- _DATA LISTING_:
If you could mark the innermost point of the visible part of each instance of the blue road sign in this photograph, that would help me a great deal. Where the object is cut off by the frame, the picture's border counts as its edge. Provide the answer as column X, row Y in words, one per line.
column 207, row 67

==

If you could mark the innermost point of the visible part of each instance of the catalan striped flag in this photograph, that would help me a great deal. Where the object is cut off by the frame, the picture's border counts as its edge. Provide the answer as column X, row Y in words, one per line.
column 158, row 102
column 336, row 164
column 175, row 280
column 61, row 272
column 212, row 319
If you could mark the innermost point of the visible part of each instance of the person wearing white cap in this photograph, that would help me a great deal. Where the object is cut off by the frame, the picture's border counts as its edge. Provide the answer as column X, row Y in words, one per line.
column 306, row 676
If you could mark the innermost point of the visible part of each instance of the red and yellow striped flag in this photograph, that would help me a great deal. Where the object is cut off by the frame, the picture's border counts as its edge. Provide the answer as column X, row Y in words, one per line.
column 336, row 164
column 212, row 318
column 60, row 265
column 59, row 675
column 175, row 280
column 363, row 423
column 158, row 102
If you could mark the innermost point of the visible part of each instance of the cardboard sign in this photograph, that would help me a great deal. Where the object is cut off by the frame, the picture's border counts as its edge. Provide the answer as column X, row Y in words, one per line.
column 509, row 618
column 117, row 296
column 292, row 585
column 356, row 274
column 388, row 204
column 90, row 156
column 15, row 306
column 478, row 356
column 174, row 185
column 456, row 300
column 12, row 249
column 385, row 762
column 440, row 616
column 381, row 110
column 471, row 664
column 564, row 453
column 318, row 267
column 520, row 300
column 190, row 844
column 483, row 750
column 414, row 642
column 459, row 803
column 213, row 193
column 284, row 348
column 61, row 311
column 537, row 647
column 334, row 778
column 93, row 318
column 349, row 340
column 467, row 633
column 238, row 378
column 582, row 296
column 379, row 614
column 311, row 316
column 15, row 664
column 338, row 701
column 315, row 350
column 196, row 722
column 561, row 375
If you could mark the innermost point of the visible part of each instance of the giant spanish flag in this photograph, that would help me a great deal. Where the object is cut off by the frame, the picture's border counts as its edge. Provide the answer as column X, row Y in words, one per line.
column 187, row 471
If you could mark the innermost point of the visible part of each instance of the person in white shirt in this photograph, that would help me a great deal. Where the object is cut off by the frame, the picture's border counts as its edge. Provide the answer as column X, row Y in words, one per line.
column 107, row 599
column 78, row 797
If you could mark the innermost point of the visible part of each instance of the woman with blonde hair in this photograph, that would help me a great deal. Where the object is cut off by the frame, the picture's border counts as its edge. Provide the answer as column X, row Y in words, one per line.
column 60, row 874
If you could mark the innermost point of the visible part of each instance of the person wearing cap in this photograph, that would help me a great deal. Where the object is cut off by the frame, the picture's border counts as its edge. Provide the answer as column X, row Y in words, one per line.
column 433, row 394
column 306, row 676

- _STATED TASK_:
Copy out verbatim the stretch of data from the line containing "of the blue" through the line containing "column 207, row 67".

- _RESULT OF THIS EXERCISE_:
If you could mark the innermost point of the visible part of each instance of the blue road sign in this photograph, that would help me a great deal. Where the object is cut off by the frame, the picture's border counts as its edge. Provide the answer as column X, row Y in words, one per line.
column 207, row 67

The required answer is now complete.